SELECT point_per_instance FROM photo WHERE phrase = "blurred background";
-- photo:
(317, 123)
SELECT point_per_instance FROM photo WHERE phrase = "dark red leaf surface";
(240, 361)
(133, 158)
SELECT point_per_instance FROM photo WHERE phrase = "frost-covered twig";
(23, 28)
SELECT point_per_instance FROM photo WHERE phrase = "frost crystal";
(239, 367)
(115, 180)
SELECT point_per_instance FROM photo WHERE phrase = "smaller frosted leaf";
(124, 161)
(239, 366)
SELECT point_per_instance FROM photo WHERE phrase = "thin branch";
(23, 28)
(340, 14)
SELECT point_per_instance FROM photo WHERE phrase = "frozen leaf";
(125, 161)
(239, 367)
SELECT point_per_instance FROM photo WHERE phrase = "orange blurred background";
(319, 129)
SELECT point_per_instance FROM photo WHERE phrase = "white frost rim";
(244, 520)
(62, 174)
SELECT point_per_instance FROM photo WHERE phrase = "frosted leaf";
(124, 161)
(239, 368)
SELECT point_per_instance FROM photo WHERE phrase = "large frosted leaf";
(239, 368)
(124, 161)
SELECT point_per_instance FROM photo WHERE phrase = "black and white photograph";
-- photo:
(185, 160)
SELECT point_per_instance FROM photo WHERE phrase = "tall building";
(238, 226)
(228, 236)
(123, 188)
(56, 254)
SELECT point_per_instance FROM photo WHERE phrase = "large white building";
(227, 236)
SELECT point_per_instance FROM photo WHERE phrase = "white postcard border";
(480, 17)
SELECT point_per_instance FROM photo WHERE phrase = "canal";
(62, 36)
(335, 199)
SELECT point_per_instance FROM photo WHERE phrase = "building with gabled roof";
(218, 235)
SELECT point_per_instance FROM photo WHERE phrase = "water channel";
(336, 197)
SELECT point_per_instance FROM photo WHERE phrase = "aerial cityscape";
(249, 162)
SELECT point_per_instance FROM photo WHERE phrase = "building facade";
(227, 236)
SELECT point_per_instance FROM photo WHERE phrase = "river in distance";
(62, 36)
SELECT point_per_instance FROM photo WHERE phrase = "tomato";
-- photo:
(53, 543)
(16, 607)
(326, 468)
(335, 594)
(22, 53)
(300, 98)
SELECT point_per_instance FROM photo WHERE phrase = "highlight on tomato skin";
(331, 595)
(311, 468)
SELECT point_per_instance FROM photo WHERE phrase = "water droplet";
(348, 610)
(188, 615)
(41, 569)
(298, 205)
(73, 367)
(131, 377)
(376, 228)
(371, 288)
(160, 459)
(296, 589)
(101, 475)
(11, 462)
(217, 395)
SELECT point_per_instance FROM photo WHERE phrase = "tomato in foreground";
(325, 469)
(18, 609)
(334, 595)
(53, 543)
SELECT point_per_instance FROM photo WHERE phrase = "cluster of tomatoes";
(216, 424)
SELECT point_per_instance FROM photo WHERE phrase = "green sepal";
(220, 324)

* * * *

### [Work required]
Repeat every record, keeping each word and mark exactly as it is.

### [Complete response]
SELECT point_per_instance FROM photo WHERE phrase = "blurred background";
-- photo:
(317, 123)
SELECT point_per_instance FROM photo WHERE phrase = "dark red leaf surface";
(240, 361)
(133, 158)
SELECT point_per_instance FROM photo WHERE phrase = "frost-covered twig";
(23, 28)
SELECT point_per_instance FROM photo WHERE phrase = "frost crystal";
(239, 367)
(115, 180)
SELECT point_per_instance FROM photo WHERE phrase = "smaller frosted leaf";
(124, 161)
(239, 366)
SELECT point_per_instance FROM photo WHERE phrase = "thin branch";
(23, 28)
(340, 14)
SELECT point_per_instance FROM photo WHERE phrase = "frozen leaf";
(125, 161)
(239, 367)
SELECT point_per_instance FROM photo WHERE phrase = "orange blurred background";
(319, 129)
SELECT point_per_instance FROM photo WHERE phrase = "white frost rim";
(244, 520)
(62, 174)
SELECT point_per_instance FROM photo WHERE phrase = "frosted leaf";
(124, 161)
(239, 368)
SELECT point_per_instance FROM photo WHERE phrase = "large frosted leaf";
(239, 368)
(124, 161)
SELECT point_per_instance FROM photo WHERE phrase = "black and white photograph";
-- photo:
(185, 160)
SELECT point_per_instance FROM photo WHERE phrase = "tall building";
(238, 226)
(228, 236)
(123, 188)
(56, 254)
SELECT point_per_instance FROM photo WHERE phrase = "large white building";
(227, 236)
SELECT point_per_instance FROM photo WHERE phrase = "white postcard border";
(480, 17)
SELECT point_per_instance FROM photo WHERE phrase = "canal";
(62, 36)
(335, 199)
SELECT point_per_instance FROM photo WHERE phrase = "building with gabled roof";
(218, 235)
SELECT point_per_instance FROM photo WHERE phrase = "water channel";
(336, 197)
SELECT point_per_instance FROM photo WHERE phrase = "aerial cityscape";
(249, 162)
SELECT point_per_instance FROM photo WHERE phrase = "building facade";
(227, 236)
SELECT point_per_instance FROM photo WHERE phrase = "river in distance";
(62, 36)
SELECT point_per_instance FROM photo WHERE phrase = "tomato";
-- photo:
(53, 543)
(16, 607)
(326, 468)
(335, 594)
(22, 53)
(300, 98)
SELECT point_per_instance FROM photo WHERE phrase = "highlight on tomato skin";
(331, 595)
(311, 468)
SELECT point_per_instance FROM photo WHERE phrase = "water droplet";
(348, 610)
(188, 615)
(41, 569)
(298, 205)
(73, 367)
(131, 377)
(376, 228)
(371, 288)
(160, 459)
(296, 589)
(101, 475)
(11, 462)
(217, 395)
SELECT point_per_instance FROM photo WHERE phrase = "tomato in foreground";
(325, 469)
(18, 609)
(334, 595)
(53, 543)
SELECT point_per_instance FROM photo WHERE phrase = "cluster of tomatoes";
(216, 424)
SELECT point_per_instance FROM photo WHERE phrase = "green sepal";
(220, 324)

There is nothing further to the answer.